[[ Data to process open ]]

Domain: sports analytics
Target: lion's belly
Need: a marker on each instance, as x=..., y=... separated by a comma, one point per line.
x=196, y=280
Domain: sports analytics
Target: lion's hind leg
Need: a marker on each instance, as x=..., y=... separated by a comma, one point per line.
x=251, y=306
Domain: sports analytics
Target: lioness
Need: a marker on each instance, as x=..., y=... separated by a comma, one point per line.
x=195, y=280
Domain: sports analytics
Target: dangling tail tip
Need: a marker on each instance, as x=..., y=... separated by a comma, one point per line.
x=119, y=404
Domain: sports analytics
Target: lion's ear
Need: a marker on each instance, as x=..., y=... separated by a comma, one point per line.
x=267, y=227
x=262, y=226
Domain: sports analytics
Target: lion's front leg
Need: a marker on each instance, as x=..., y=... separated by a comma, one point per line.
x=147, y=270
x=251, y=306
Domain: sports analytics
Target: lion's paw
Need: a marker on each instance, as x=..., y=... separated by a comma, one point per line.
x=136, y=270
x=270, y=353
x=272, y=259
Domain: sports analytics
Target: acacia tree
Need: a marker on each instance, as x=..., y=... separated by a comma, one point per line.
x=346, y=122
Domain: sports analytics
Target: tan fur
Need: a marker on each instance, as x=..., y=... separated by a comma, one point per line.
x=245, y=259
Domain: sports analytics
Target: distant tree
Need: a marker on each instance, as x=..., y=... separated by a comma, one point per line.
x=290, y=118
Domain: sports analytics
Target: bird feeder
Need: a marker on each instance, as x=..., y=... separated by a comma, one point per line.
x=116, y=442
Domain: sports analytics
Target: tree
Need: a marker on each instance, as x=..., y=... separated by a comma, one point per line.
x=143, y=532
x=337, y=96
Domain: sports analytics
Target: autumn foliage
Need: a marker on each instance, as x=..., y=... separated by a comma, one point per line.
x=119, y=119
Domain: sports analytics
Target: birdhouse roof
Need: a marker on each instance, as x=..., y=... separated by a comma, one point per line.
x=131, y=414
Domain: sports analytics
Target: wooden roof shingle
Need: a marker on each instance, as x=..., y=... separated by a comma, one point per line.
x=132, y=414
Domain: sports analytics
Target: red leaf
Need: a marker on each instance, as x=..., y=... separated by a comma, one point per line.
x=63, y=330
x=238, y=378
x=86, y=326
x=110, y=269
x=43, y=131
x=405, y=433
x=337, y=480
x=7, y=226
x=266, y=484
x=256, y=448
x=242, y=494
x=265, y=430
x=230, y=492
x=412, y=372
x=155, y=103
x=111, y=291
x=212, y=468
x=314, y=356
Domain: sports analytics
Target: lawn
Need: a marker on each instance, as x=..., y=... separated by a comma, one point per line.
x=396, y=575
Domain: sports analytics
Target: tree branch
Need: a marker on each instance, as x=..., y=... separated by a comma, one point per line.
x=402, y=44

[[ Data to process closed ]]

What you need to do - For each line of the data that has the word "roof", report that line.

Reply -
Target: birdhouse roof
Target: wooden roof shingle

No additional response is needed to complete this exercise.